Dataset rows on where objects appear
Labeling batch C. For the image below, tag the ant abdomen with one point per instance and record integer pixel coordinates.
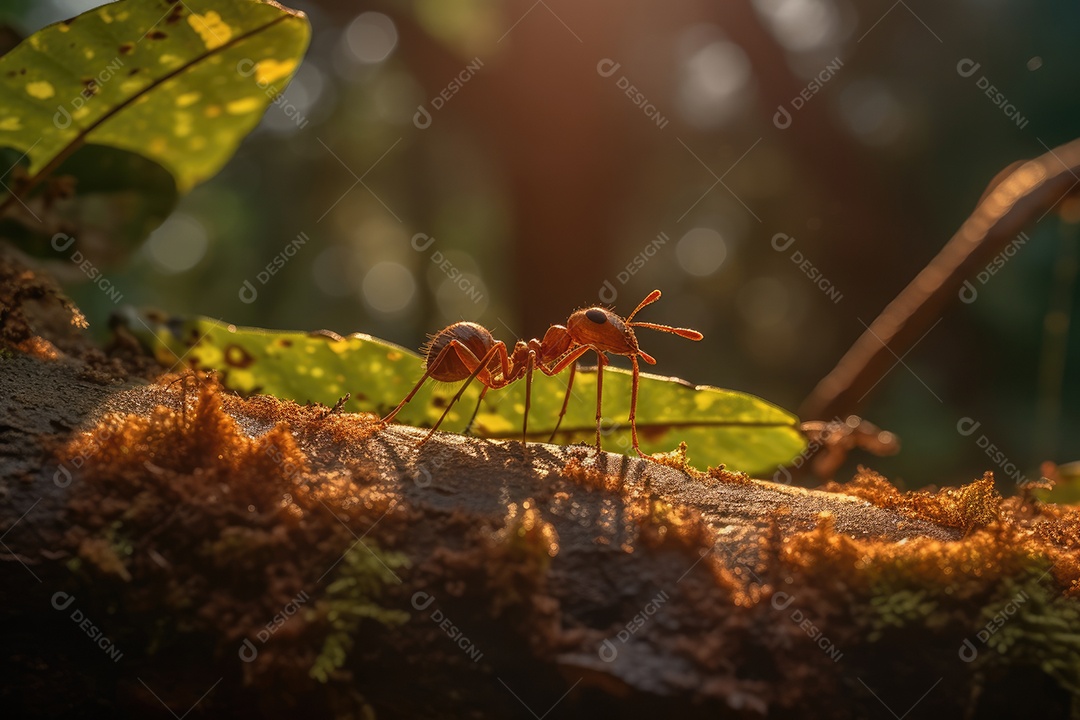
(472, 336)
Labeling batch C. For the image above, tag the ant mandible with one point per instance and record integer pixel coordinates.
(467, 351)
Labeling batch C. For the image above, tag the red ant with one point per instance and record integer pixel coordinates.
(467, 351)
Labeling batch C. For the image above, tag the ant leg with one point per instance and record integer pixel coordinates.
(566, 402)
(528, 398)
(427, 374)
(570, 360)
(601, 362)
(481, 365)
(480, 399)
(633, 407)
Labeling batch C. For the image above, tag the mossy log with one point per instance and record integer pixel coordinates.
(170, 547)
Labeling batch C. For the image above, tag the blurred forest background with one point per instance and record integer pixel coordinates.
(508, 161)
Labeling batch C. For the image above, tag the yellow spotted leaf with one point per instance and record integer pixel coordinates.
(180, 83)
(734, 429)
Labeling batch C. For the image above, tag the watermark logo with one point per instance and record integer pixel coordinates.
(968, 291)
(607, 67)
(91, 86)
(248, 293)
(967, 68)
(421, 242)
(422, 117)
(783, 117)
(969, 651)
(781, 242)
(62, 242)
(967, 426)
(608, 293)
(64, 600)
(782, 601)
(248, 651)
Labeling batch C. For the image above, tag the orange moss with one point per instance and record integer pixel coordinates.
(724, 475)
(969, 506)
(223, 530)
(578, 469)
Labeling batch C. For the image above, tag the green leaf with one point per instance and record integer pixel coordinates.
(740, 431)
(178, 82)
(120, 198)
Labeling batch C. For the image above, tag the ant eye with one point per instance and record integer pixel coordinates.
(596, 315)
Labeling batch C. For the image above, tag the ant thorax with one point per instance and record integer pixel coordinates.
(474, 337)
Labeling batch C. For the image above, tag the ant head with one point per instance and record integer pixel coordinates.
(472, 336)
(603, 329)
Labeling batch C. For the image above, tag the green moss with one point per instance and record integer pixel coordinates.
(1030, 623)
(352, 597)
(900, 609)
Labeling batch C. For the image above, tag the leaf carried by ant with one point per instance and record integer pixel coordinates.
(738, 430)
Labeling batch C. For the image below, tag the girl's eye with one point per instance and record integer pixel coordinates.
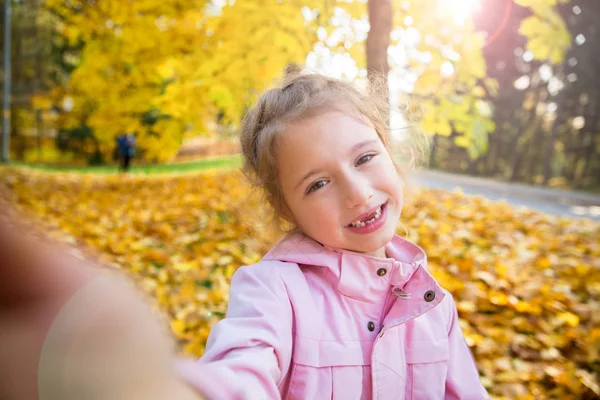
(365, 159)
(316, 186)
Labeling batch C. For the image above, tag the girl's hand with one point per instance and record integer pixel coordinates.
(71, 330)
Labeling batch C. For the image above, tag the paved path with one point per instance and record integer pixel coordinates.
(550, 201)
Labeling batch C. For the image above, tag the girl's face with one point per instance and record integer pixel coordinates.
(339, 183)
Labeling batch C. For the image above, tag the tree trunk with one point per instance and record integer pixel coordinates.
(378, 41)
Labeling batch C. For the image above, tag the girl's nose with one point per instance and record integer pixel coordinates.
(358, 193)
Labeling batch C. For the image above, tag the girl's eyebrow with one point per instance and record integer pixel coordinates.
(305, 177)
(360, 145)
(354, 149)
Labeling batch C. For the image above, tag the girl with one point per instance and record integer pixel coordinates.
(340, 308)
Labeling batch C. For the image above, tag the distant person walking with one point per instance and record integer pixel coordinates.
(126, 145)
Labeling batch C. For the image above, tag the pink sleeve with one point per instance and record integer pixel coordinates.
(249, 352)
(462, 382)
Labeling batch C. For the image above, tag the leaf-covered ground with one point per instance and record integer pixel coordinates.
(527, 285)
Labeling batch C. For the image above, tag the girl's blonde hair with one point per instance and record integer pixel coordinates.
(303, 96)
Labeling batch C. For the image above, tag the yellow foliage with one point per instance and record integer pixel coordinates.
(527, 285)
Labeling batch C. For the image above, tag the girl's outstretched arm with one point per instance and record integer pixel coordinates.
(463, 380)
(249, 352)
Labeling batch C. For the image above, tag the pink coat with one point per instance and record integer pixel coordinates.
(312, 322)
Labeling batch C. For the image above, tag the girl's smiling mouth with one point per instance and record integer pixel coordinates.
(369, 221)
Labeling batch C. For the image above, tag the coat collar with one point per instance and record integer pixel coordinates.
(356, 273)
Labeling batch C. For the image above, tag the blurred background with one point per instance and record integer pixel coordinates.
(507, 91)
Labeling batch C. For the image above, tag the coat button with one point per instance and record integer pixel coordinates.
(429, 295)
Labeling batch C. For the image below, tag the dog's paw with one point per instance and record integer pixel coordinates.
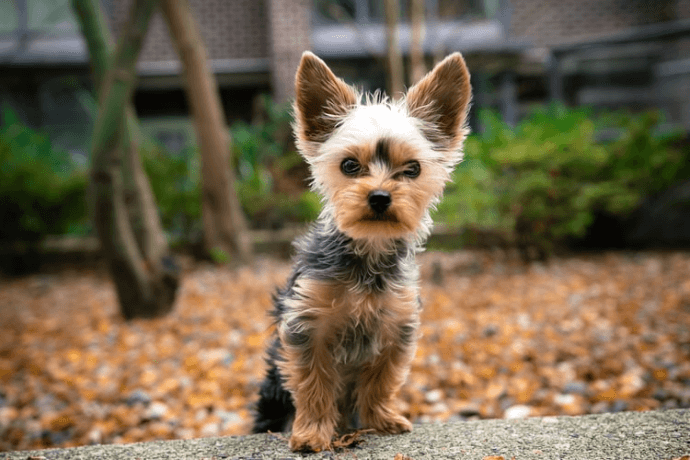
(302, 442)
(394, 424)
(387, 421)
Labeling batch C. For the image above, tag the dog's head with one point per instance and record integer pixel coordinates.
(380, 164)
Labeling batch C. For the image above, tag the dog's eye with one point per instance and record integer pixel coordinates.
(412, 169)
(350, 167)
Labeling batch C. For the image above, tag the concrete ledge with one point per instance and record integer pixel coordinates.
(662, 435)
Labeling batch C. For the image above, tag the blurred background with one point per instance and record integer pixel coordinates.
(557, 277)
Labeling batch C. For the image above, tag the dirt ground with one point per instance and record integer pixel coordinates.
(583, 334)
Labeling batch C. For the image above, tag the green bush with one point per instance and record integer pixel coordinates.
(545, 179)
(175, 181)
(263, 154)
(42, 192)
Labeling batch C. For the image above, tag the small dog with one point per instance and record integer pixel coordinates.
(347, 321)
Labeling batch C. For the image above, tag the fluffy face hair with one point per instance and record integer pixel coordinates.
(380, 164)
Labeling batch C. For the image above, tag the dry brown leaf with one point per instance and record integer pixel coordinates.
(351, 439)
(400, 456)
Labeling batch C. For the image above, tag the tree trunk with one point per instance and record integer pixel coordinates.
(125, 214)
(417, 66)
(225, 227)
(396, 73)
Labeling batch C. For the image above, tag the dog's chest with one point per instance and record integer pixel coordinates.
(358, 342)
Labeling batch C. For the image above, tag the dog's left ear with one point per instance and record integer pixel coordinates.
(321, 101)
(441, 100)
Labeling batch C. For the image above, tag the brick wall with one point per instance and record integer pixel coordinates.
(554, 22)
(289, 36)
(232, 29)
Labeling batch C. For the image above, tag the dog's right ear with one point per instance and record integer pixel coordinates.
(321, 101)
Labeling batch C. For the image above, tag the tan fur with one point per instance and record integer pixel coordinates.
(321, 100)
(442, 99)
(317, 376)
(347, 323)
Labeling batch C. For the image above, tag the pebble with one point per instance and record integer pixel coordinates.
(587, 335)
(519, 411)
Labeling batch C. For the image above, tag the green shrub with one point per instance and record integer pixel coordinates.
(264, 154)
(545, 179)
(175, 181)
(42, 192)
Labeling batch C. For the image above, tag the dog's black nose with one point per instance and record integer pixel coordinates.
(379, 201)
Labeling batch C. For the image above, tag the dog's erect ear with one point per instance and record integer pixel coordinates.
(321, 101)
(441, 99)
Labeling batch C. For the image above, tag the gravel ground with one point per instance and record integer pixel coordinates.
(586, 334)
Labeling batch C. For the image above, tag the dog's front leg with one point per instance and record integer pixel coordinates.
(379, 383)
(312, 380)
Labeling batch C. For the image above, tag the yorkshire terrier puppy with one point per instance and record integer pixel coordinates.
(347, 321)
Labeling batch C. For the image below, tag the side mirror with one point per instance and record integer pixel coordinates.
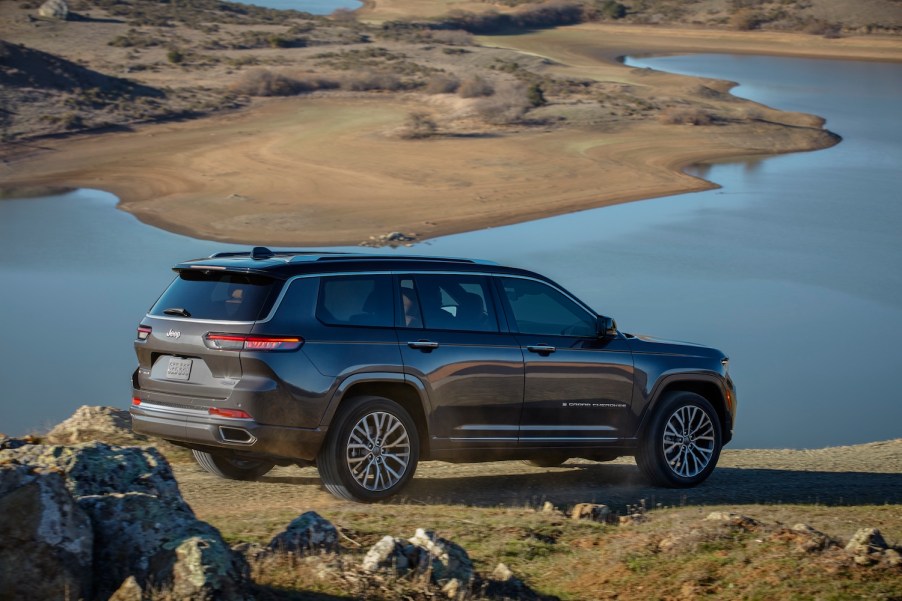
(607, 327)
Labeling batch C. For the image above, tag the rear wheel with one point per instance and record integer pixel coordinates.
(231, 467)
(682, 443)
(371, 451)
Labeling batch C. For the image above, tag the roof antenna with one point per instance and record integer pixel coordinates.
(261, 252)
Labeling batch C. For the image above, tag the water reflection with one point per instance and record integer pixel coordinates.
(791, 267)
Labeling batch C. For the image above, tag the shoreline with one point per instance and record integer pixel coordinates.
(361, 182)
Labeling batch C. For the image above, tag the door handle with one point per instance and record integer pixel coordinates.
(542, 349)
(423, 345)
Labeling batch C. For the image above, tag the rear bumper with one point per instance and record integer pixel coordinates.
(195, 427)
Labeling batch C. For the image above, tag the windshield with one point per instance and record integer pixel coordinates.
(217, 295)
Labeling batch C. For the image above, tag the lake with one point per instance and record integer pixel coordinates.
(791, 268)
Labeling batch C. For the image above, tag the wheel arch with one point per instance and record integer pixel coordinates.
(704, 385)
(391, 386)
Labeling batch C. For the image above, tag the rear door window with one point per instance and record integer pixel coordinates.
(540, 309)
(218, 295)
(356, 301)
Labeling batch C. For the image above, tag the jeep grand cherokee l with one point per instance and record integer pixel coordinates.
(364, 365)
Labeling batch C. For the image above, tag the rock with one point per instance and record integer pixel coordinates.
(590, 511)
(306, 534)
(47, 542)
(452, 588)
(142, 528)
(89, 424)
(502, 573)
(809, 540)
(633, 518)
(387, 553)
(446, 560)
(129, 591)
(735, 520)
(54, 9)
(424, 553)
(867, 546)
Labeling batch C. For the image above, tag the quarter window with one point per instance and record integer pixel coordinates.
(453, 302)
(356, 301)
(540, 309)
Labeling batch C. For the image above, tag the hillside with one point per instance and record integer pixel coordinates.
(770, 524)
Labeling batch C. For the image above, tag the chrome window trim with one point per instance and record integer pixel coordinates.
(394, 272)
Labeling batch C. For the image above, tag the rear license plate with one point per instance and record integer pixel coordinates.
(178, 369)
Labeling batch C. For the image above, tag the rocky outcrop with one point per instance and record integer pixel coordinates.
(591, 511)
(124, 501)
(47, 541)
(54, 9)
(868, 547)
(307, 534)
(90, 424)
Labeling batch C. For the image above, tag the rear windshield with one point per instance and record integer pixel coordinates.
(218, 295)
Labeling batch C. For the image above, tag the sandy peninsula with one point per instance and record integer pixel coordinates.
(332, 168)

* _Exercise details_: Reproduce only the lines running from the one with "Labeling batch C. For the image above, tag the rear license" through the final line of the listing above, both ends included.

* _Response to the exercise_:
Labeling batch C. For the image above, tag the rear license plate with one point per instance and record integer pixel coordinates.
(178, 369)
Labeling batch C. For the image above, tag the rocky outcrop with one point per instance and record integer pixel coordinates.
(591, 511)
(124, 501)
(47, 541)
(54, 9)
(868, 547)
(307, 534)
(90, 424)
Labeling batch C. For the image above, tag the rear windshield with one point per instance and record integer pixel coordinates.
(218, 295)
Labeling batch C. For the image above, tag the sandy peninsula with one point per instance and record integer pixel coordinates.
(332, 168)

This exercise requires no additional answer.